__WHAT THE TASK REQUIRES__
Please turn the rows below into a numbered list, leaving out any blank lines.

[START AVAILABLE RECORDS]

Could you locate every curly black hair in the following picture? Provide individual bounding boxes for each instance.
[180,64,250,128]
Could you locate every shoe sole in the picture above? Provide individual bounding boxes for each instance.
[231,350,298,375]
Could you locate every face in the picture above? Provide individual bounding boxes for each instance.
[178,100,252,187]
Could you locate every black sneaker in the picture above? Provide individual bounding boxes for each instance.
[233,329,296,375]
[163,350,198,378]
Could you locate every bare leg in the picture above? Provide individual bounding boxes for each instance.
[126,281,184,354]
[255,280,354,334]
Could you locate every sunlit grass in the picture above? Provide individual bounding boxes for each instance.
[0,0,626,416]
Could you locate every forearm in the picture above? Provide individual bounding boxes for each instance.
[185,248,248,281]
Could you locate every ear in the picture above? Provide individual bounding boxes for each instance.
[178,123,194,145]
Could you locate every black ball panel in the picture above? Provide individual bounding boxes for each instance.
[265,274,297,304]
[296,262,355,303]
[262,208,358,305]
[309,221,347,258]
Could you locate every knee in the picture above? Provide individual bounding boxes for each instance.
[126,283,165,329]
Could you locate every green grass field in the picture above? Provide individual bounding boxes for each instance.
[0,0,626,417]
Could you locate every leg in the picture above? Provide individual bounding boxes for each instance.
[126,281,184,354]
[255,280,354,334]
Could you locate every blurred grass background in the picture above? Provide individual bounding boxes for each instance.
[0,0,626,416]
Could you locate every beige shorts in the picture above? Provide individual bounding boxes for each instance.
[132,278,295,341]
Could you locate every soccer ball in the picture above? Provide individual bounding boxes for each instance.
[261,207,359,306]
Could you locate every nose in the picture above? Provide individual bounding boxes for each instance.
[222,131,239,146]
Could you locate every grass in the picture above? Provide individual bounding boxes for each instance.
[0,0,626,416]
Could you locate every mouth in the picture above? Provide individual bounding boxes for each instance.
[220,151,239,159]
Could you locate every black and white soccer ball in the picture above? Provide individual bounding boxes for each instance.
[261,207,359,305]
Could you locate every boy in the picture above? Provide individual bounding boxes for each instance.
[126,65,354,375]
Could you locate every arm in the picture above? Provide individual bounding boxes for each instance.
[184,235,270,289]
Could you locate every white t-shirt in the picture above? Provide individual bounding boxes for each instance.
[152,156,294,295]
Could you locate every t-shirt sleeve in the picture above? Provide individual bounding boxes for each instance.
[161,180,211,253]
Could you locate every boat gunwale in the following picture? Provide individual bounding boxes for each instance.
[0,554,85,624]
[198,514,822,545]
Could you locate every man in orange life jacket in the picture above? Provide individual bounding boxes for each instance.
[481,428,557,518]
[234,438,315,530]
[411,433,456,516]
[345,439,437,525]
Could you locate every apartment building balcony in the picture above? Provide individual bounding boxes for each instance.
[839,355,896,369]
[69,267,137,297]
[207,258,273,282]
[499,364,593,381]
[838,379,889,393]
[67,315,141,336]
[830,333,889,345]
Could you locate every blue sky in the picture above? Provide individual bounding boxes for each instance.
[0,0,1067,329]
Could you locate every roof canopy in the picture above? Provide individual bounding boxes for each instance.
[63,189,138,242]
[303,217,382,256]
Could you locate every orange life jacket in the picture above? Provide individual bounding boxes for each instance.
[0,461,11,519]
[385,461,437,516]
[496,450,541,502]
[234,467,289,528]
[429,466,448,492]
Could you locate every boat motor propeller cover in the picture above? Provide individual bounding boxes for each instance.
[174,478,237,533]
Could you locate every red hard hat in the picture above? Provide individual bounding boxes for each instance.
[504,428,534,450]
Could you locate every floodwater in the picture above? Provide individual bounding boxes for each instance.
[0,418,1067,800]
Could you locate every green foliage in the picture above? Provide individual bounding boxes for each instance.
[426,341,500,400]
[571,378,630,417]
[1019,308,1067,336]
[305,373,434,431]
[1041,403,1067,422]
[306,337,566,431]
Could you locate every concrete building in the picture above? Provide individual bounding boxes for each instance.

[END AVAILABLE RECORDS]

__RESPONSE TO THE TASK__
1. Could you locate every curly black hair in the following picture? Provide individual bounding boxes for each instance.
2. [180,64,250,128]
3. Could you locate every shoe sole in the picture above? Provide individual bounding boxes for each instance.
4. [231,350,298,375]
5. Could you locate every face in the picture above? Provide individual bounding boxes for each instance.
6. [178,100,252,187]
7. Could you locate every black sneaker in the picture above? Provide individual bounding boxes for each instance.
8. [233,329,296,375]
9. [163,350,198,378]
10. Could you locate every bare leg in the picture above? Provide individual bounding boxes for each instance.
11. [126,281,184,354]
12. [255,280,354,334]
13. Could you locate every sunlit grass in the picture above? Provide individual bounding boxes for each instance.
14. [0,0,626,416]
15. Could you locate every forearm in the picture above? Provide individual bounding boxes for each instance.
16. [185,248,248,281]
17. Could you locate every ear in the picture above? Provide individual bounding boxes for each instance.
18. [178,123,194,145]
19. Could you locate every black ball panel in the picture above? Provide individual bounding boxes for each instance.
20. [265,274,297,304]
21. [296,262,355,303]
22. [262,208,358,305]
23. [309,221,347,258]
24. Could you locate every knee in the picture above? Provide individual bounding boxes for each instance.
25. [126,283,165,329]
26. Could you locate every green grass field in the picture above? Provide individual bounding boxes for each instance.
27. [0,0,626,417]
28. Could you locate every leg in the picture above? Provide individual bounding boxes for each instance.
29. [126,281,184,354]
30. [255,280,354,334]
31. Could you locate every blurred grass background in the picture above? Provide individual bounding boxes for each instance.
32. [0,0,626,416]
33. Could you locate every beige shorts in the picture above? Provide individual bounding boxes for each instance.
34. [132,278,295,341]
35. Could you locate every soccer ball in the picture above? Provide individual bounding boxes for each instance.
36. [261,207,359,306]
37. Could you locate every nose in the picture above? Provide individual bounding boxes for each instance.
38. [222,131,239,146]
39. Could you locate every grass in the picture above? Provide individual bounding boxes for each instance.
40. [0,0,626,416]
41. Could you locate every mouth in the picture above? Provide individual bounding boxes for each instance.
42. [220,151,239,159]
43. Could you locate every black and white soccer ball in the picture above? Provide individual bounding boxes for each instance.
44. [261,207,359,305]
45. Could you locate every boy in the picture above? Provide individual bounding boxes for each instance.
46. [126,65,354,375]
47. Could you locate every arm in the picture above? Provide individual bounding boxes for each instance.
48. [184,235,270,289]
49. Could you locate every white t-shirt in the picture above? Provide individual bounding boxes for each instance.
50. [152,156,294,295]
51. Could you locate every t-shirt sleeve in the picture above? Provide individual bounding boxes for each instance.
52. [161,180,211,253]
53. Could you locate every boat gunwale in the following picture? Provide individual bounding boxes for each instance.
54. [0,554,85,624]
55. [198,514,822,545]
56. Could you locate every man in orange life jacket in the picture above? Provide individual bounding boxes for each instance.
57. [481,428,557,518]
58. [234,438,315,530]
59. [411,433,456,516]
60. [345,439,437,525]
61. Could you locate every apartment building balcony in the picture above? Provide individual bounding boxes for each instance.
62. [839,355,896,369]
63. [69,267,137,297]
64. [207,258,273,282]
65. [499,364,593,381]
66. [838,379,889,393]
67. [67,315,141,336]
68. [830,333,889,345]
69. Could you locate every blue sky in the picture above? Provide individual bounding boxes for each instance.
70. [0,0,1067,329]
71. Could you locate every roof canopy in the picture above? Provide individual bounding boxes for each instance.
72. [63,189,138,242]
73. [303,217,382,256]
74. Could you locate every orange life jacket in the picture above? Provide individual bounding boxes for each instance.
75. [0,461,11,519]
76. [385,461,437,516]
77. [496,450,541,502]
78. [234,467,289,528]
79. [429,466,448,492]
80. Could you locate every boat motor propeller cover in the picture above? Provide individual bounding boxes for each instance.
81. [174,478,237,533]
82. Could you locate every red hard hat in the picture above? Provide individual bounding boxes for each instance.
83. [504,428,534,450]
84. Could you locate every floodwater in the picture above? Provide individual bounding boxes for each instance.
85. [0,418,1067,800]
86. Could you locate every green foliage in the picture above? Provide individual bounding boxes for each instance.
87. [426,341,500,400]
88. [571,378,630,417]
89. [1019,308,1067,336]
90. [305,373,434,431]
91. [1041,403,1067,422]
92. [306,337,566,431]
93. Could you locate every concrete building in the picture above? Provide individual bounding boxes for each instance.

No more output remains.